TASK INPUT:

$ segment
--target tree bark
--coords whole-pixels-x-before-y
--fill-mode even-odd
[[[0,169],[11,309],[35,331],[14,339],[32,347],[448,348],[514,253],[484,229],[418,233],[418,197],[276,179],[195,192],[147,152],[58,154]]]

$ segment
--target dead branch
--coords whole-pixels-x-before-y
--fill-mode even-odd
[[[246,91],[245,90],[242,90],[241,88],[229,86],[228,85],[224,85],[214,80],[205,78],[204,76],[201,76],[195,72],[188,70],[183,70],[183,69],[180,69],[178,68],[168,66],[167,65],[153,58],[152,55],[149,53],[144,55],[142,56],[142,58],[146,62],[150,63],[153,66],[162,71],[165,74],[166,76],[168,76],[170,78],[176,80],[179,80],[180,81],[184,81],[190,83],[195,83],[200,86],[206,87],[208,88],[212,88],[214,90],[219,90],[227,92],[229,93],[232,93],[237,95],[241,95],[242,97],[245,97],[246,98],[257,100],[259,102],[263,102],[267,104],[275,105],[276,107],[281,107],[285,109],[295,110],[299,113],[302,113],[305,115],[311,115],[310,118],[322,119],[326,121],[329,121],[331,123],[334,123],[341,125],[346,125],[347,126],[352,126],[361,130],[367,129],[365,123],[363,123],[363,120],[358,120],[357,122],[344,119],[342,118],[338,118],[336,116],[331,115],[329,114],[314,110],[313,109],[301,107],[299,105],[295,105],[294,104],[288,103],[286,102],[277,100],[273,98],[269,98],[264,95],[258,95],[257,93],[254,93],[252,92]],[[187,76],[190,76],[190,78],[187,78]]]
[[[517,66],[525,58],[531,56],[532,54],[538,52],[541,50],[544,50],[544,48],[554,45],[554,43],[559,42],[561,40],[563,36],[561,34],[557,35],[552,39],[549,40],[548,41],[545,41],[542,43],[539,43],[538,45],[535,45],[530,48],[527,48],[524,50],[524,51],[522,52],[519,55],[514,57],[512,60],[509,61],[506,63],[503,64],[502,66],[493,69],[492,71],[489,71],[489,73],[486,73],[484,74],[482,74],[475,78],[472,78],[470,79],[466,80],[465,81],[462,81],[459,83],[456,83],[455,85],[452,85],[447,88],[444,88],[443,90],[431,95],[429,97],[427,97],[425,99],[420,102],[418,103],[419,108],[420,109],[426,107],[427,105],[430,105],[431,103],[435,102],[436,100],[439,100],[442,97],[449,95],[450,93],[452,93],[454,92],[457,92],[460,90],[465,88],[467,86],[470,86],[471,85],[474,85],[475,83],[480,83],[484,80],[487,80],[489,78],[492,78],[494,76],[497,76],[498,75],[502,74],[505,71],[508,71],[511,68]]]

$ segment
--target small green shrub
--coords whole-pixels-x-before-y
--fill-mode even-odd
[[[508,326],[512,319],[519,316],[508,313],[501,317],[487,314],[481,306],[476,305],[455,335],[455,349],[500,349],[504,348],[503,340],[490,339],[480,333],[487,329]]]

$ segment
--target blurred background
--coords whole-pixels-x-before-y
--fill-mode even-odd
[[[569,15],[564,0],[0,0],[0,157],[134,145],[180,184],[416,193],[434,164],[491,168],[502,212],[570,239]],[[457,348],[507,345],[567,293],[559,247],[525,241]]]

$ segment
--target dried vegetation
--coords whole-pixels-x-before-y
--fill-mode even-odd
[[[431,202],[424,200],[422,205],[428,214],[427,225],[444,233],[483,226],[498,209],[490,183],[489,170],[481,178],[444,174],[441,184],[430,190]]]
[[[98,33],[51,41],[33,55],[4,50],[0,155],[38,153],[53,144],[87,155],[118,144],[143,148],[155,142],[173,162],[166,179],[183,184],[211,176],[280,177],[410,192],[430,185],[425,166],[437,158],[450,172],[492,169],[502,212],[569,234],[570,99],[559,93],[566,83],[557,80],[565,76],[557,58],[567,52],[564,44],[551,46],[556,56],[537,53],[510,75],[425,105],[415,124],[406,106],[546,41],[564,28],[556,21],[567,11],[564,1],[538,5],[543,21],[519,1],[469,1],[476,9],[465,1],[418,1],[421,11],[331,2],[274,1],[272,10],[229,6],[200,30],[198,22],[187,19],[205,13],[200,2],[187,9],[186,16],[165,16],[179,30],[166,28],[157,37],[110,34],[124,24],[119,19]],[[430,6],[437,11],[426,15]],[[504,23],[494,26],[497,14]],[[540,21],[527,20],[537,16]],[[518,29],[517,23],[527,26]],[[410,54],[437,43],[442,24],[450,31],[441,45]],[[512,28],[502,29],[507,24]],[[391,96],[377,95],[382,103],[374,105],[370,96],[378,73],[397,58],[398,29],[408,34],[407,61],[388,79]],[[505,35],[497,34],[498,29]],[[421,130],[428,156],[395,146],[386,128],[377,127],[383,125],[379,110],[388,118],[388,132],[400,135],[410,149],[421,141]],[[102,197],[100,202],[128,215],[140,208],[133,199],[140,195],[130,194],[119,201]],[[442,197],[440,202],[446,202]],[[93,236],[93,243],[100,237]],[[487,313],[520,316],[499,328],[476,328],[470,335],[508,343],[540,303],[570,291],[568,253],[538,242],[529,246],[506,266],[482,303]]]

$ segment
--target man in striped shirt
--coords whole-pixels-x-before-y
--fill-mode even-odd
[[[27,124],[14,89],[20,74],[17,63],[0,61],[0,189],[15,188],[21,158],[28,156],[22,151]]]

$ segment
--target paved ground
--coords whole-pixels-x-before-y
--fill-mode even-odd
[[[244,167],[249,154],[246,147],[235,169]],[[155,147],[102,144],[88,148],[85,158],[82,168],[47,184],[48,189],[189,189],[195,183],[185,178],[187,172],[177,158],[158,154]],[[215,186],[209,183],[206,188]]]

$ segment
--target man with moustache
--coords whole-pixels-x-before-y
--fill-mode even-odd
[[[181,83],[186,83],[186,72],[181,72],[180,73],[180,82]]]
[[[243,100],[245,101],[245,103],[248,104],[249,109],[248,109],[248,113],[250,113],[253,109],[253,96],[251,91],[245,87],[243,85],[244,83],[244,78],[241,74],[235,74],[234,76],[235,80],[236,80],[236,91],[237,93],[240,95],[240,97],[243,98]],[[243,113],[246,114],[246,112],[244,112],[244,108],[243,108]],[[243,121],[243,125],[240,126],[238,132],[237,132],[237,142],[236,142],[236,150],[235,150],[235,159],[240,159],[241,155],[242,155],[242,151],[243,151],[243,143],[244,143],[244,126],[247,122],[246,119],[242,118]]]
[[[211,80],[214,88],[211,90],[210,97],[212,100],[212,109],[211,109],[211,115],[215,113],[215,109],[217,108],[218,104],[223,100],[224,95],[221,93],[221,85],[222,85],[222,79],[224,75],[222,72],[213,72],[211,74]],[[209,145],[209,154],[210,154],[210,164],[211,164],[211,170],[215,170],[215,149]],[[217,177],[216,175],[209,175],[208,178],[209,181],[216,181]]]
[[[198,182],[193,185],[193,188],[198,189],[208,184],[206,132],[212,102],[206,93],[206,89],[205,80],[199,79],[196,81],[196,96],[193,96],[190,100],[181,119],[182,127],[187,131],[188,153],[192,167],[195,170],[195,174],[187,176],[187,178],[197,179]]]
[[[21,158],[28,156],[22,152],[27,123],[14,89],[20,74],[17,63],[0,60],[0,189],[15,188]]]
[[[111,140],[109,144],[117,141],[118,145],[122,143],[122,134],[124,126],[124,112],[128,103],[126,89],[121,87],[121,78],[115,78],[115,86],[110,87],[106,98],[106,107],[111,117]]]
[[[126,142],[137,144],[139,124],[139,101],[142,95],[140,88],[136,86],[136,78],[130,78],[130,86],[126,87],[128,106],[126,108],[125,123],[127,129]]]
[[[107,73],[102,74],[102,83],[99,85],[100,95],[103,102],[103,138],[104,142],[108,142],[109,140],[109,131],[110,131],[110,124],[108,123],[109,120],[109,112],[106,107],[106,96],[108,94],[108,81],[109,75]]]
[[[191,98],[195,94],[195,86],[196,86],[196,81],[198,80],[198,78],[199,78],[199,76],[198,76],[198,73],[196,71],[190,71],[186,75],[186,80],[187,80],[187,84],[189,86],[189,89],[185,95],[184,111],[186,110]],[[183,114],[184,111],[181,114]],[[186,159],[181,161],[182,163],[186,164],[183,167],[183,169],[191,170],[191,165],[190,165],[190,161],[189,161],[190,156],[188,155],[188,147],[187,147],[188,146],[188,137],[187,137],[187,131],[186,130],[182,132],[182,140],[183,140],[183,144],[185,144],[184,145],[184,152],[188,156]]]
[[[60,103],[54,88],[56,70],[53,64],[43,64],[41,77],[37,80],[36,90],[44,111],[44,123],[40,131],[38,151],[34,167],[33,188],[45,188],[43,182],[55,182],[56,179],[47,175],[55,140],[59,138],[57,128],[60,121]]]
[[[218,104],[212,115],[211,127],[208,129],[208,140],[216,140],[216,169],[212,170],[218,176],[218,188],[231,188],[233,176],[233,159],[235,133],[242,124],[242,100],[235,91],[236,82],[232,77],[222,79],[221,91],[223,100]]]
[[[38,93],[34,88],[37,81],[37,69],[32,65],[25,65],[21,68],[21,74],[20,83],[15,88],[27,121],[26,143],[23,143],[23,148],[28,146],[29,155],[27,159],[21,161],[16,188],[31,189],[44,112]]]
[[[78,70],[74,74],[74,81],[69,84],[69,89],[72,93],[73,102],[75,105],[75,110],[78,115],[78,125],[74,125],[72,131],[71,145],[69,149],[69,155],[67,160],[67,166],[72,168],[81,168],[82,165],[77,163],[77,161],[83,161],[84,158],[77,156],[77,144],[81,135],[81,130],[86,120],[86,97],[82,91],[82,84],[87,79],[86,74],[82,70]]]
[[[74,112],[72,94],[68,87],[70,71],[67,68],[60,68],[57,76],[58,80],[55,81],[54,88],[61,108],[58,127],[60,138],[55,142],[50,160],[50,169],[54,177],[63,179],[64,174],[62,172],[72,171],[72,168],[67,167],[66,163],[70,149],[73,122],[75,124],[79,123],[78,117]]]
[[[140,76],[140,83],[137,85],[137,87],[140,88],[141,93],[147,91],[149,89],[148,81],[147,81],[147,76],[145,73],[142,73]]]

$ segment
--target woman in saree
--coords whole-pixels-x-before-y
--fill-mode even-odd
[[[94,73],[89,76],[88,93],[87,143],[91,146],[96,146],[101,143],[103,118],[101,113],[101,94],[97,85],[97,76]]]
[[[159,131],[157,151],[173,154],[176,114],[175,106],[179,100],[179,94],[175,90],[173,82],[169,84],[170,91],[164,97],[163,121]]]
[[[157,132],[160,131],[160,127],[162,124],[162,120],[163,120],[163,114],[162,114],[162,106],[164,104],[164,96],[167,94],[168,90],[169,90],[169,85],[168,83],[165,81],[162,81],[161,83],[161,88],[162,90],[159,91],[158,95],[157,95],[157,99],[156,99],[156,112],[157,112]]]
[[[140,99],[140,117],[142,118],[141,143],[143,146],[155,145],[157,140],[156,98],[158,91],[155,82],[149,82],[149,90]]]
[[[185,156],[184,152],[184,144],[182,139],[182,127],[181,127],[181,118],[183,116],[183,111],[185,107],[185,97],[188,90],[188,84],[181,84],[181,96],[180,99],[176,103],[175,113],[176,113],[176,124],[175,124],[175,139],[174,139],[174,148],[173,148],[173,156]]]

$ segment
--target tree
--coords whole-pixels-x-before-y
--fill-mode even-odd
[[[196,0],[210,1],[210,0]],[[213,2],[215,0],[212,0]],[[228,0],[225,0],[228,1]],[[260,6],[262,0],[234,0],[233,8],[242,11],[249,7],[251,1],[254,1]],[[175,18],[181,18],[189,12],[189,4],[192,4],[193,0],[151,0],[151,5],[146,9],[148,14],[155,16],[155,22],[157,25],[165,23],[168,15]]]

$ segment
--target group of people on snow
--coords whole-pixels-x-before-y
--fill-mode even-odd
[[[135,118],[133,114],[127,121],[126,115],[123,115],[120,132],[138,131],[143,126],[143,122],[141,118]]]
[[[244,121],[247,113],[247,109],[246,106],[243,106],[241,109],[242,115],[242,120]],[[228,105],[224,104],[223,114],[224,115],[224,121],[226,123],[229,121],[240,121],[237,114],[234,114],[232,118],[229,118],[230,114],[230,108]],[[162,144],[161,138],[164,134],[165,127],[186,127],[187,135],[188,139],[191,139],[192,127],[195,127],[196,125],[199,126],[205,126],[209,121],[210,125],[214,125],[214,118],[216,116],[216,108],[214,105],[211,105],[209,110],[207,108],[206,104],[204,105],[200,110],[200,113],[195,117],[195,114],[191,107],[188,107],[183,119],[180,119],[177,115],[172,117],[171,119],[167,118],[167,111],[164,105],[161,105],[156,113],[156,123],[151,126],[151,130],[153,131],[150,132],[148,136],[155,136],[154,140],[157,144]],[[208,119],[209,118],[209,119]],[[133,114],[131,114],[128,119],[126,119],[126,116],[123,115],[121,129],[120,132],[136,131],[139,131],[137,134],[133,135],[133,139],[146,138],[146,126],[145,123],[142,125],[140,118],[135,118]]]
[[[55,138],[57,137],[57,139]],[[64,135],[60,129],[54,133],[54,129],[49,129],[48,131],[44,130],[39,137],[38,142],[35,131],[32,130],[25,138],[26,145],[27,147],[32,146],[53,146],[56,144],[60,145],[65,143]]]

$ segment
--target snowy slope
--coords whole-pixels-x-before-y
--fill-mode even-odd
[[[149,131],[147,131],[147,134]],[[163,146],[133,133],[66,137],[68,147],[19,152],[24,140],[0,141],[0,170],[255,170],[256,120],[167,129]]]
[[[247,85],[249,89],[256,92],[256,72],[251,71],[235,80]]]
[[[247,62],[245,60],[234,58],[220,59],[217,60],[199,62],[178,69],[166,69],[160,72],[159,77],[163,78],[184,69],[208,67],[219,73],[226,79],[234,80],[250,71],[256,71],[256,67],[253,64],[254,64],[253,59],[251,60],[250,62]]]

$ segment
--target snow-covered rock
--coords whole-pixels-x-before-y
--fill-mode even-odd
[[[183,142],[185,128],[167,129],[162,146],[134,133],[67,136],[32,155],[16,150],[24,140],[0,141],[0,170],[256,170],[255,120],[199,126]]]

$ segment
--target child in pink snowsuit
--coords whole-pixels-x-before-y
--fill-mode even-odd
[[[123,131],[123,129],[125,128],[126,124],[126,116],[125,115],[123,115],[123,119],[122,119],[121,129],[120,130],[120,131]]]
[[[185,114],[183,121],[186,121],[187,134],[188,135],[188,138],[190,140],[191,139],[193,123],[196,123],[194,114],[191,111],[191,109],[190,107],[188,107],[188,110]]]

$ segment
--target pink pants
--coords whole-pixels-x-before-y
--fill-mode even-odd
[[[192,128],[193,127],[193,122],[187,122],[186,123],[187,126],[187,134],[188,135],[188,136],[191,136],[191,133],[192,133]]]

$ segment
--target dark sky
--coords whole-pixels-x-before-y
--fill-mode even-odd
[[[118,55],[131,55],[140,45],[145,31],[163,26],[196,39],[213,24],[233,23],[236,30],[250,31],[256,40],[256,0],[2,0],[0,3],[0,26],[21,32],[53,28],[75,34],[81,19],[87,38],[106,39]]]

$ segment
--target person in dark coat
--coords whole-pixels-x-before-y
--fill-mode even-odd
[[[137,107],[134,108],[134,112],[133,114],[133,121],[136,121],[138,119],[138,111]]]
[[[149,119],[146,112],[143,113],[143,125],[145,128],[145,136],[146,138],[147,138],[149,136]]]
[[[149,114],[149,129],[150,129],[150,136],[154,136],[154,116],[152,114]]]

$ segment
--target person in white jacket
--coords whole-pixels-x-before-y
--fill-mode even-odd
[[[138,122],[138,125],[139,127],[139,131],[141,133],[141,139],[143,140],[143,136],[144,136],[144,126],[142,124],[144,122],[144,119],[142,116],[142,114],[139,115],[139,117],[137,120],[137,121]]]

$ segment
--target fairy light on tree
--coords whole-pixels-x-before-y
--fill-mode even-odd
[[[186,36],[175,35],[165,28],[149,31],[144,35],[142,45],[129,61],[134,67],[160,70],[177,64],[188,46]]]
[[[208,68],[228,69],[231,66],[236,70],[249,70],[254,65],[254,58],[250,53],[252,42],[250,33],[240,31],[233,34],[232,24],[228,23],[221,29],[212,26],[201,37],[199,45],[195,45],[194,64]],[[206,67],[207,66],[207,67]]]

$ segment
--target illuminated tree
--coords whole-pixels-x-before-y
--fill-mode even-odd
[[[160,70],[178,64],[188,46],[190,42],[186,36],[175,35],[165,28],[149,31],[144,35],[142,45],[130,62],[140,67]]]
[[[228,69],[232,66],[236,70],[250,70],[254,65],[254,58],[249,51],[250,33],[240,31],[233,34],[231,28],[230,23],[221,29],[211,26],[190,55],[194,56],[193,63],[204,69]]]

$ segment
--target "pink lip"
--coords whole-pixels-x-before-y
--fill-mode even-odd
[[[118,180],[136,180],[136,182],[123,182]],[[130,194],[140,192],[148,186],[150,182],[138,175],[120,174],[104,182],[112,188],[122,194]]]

SET TASK:
Pull out every line in the entries above that contains the string "person". Treat uppercase and lowercase letters as different.

TASK ANSWER:
--target person in dark coat
--target person in white jacket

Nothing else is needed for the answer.